## YOUR TASKS
1. Please copy the indexed units of account text word for word, from "Contemporary authors could" to "medium of exchange.".
2. Condense the paragraph of the indexed units of account text that begins "While the UF is apparently" into a short bulleted list that keeps its main facts.

## PAGE TEXT
------------------------------------
Tuesday, November 25, 2014

Friday, November 21, 2014

BIS - INDEXED UNITS OF ACCOUNT: THEORY AND ASSESSMENT OF HISTORICAL EXPERIENCE

INDEXED UNITS OF ACCOUNT: THEORY AND ASSESSMENT OF HISTORICAL EXPERIENCE
Robert J. Shiller
February 1998

COWLES FOUNDATION FOR RESEARCH IN ECONOMICS AT YALE UNIVERSITY
Box 2125, Yale Station
New Haven, Connecticut 06520

COWLES FOUNDATION DISCUSSION PAPER NO. 1171

"Historical Antecedents of Indexed Units of Account
While the UF is apparently the first successful unit of account indexed to a true price index, the use of units of account separate from money has been known for millennia. Of course, historically, units of account precede money altogether, at least precedes money as we know it. Trade in terms of precious metals themselves, rather than any money, actually preceded the invention of coinage in the seventh century B.C. Units of weight, such as the talent or the shekel, evolved into units of money when coins were minted that had specified relations to the weight. But, since governments could not be trusted to maintain the weight of the coinage, a tradition developed to write contracts in units that did not correspond to any current coins:

Einaudi (1953, pp. 234–235) wrote:
Today each country has only one monetary unit: the lira, the franc, mark, pound
sterling, or dollar. This is the system established by the French assemblies at the
end of the eighteenth century. . . . Prior to the French Revolution, the monetary
system of most European countries was based on altogether different principles.
Contemporary authors could take these principles for granted and did not have to
explain them to others. Their strange terminology causes us, who live in another
world, to wander for a while in a dark forest. By and by, we finally understand the
tacit assumptions of their discourses. The key, needed to interpret the apparent
confusion of the monetary treatises written prior to the eighteenth century, is the
disjunction between a monetary unit and a standard of value and of deferred payment

and another monetary unit used as a medium of exchange.
------------------------------------
## RAW RECORDS
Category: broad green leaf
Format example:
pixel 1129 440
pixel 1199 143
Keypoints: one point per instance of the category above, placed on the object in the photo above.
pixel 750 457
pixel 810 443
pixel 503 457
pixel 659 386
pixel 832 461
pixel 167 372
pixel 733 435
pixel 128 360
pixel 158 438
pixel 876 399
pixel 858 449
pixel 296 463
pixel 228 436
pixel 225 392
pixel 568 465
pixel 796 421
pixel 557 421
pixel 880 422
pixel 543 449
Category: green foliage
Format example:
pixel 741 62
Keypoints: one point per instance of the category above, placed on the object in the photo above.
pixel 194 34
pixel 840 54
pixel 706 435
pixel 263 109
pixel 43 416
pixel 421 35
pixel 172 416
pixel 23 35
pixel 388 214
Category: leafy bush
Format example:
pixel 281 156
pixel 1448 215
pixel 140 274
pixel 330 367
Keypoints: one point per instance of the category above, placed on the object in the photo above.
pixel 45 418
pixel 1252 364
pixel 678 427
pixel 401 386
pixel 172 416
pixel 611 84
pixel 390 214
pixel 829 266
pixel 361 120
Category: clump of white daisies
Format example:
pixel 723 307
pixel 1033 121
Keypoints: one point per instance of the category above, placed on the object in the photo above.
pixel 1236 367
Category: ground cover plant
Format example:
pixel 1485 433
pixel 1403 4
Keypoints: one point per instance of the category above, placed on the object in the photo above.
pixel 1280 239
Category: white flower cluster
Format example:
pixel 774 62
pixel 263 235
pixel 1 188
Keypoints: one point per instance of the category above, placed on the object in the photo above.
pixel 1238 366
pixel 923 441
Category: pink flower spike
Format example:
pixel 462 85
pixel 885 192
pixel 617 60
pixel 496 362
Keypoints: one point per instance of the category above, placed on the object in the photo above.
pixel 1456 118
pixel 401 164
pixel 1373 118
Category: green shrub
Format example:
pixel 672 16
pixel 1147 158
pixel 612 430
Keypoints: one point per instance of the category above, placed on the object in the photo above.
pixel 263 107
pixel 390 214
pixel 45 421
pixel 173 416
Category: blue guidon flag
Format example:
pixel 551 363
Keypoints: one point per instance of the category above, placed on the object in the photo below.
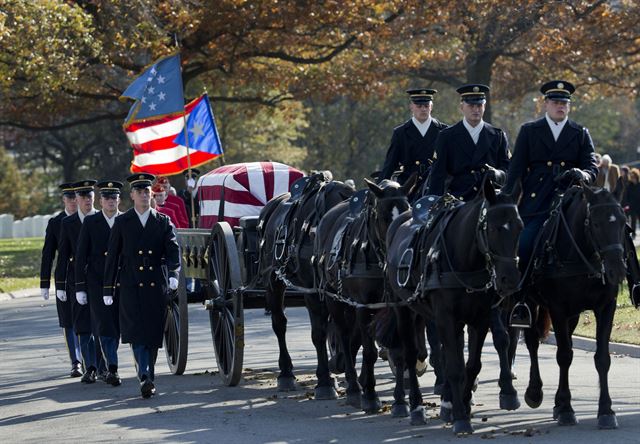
------------------------------------
## ANSWERS TO THE TASKS
1.
Contemporary authors could take these principles for granted and did not have to
explain them to others. Their strange terminology causes us, who live in another
world, to wander for a while in a dark forest. By and by, we finally understand the
tacit assumptions of their discourses. The key, needed to interpret the apparent
confusion of the monetary treatises written prior to the eighteenth century, is the
disjunction between a monetary unit and a standard of value and of deferred payment

and another monetary unit used as a medium of exchange.

2.
- The UF appears to be the first successful unit of account indexed to a true price index, but units of account separate from money have been known for millennia.
- Historically, units of account came before money, at least money as we know it.
- Trade in precious metals preceded the invention of coinage in the seventh century B.C.
- Units of weight such as the talent or the shekel became units of money when coins were minted with specified relations to weight.
- Because governments could not be trusted to maintain coin weight, contracts came to be written in units that matched no current coin.